_Document passage_

Startup drama is possible, but it's possible with any project. This would apply to all ICO's and would not be particular to EOS.
The other two possibilities aren't likely enough to consider. Even with the stock market there are odd things like you mentioned in those two possibilities. The entire management of a company could all die within a month, for example. All possible, but we don't consider those because it isn't likely. To view the initial project as bad, there would have to be an alternate community which gains more traction than the main community... but the main community is holding the funds, the marketing, the names, ect. ect. So while this is possible, it is not likely enough to think about. For the last example, it is unlikely, also it would require those investors to form a consensus among themselves rather than dispute one another, thus causing their movement to fizzle to nothing. Furthermore, they are going to have to convince non-investors to run their Genesis block... and why would anyone do that when no one has heard of them? Meaning, they would begin behind the curve in the marketing world, and have to market themselves to crypto people as the real solution all the while they do not control websites like eos.io or the main EOS github. Very unlikely.

_Given entries_
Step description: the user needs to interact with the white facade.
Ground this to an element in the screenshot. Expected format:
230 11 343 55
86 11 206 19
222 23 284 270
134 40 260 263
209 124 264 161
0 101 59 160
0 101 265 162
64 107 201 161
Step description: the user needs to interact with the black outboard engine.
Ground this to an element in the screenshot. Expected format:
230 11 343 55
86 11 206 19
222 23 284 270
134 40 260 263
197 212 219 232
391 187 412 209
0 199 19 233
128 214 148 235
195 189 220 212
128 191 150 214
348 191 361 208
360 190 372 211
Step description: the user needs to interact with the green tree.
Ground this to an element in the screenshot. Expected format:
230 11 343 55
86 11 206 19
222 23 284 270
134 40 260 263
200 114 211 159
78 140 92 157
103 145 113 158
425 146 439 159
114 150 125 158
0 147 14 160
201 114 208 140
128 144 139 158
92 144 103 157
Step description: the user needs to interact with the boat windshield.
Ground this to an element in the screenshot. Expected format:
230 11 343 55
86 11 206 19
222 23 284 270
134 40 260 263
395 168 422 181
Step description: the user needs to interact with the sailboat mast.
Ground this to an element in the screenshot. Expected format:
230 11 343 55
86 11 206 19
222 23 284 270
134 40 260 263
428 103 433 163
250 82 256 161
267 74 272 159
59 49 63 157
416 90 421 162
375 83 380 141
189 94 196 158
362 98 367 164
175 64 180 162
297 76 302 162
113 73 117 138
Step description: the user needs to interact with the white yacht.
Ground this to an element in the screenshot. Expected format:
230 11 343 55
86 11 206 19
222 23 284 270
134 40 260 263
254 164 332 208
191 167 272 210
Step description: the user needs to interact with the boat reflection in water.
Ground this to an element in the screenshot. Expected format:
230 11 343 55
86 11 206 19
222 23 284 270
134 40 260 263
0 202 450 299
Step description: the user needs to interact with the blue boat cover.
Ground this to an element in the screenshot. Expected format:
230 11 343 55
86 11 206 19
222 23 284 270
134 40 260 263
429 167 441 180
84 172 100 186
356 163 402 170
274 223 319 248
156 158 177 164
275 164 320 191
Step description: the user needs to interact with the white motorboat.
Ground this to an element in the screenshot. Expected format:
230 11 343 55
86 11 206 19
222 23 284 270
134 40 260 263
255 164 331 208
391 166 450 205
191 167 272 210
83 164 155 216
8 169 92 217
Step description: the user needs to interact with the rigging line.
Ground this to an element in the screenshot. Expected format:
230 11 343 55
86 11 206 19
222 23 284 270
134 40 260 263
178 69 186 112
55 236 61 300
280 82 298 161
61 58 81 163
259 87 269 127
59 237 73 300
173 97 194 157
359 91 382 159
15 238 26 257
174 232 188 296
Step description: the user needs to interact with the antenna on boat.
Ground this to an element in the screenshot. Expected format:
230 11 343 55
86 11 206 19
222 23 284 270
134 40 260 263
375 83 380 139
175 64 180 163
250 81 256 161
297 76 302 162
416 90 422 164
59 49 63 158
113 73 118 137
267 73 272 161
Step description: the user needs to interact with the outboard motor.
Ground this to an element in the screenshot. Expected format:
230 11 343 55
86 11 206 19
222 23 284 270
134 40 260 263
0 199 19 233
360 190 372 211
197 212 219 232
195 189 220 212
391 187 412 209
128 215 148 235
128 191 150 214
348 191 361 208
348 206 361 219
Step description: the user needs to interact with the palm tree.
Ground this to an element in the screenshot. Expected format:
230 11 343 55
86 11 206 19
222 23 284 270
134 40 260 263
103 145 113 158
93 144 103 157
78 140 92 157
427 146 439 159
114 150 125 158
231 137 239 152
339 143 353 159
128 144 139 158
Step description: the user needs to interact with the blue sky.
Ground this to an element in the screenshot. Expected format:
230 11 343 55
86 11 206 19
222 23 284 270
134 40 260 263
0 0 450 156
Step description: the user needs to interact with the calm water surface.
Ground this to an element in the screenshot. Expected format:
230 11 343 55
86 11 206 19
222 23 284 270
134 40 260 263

_Tasks and exercises_
1/ In the EOS discussion, do these statements agree with the text? Answer yes or no for each, quoting the deciding words.
(a) Startup drama is presented as a risk shared by all ICOs.
(b) The other two possibilities are judged likely enough to weigh.
(c) The main community is said to hold the funds.
2/ In the EOS discussion, what would the breakaway investors need to convince non-investors to run?
3/ Write the next part of the EOS discussion, starting after its final sentence.

_Task results_
1/
(a) Yes: "This would apply to all ICO's and would not be particular to EOS."
(b) No: "The other two possibilities aren't likely enough to consider."
(c) Yes: "the main community is holding the funds, the marketing, the names, ect. ect."

2/ Their Genesis block.

3/
In the world of investing there are a 101 possibilities of things that could happen. It is true they can happen, but rather it is the predictable risks we should think about. To avoid the oddball left-field catastrophe, investors protect against those slim odds by diversifying holdings. So when something very strange does happen, it doesn't matter too much because of diversification of risk.
No they are not. Block.one is. Block.one has no obligation to use those assets to the benefit of 'the main community'. A year is a long time. If you don't think that the developer team may fragment and have diverging views how to launch the platform, change its view on the best way to launch the platform in a year, diverge with at least some significant component of the community, or finally that other important marketplace changes may occur over the course of a year then you haven't been around much.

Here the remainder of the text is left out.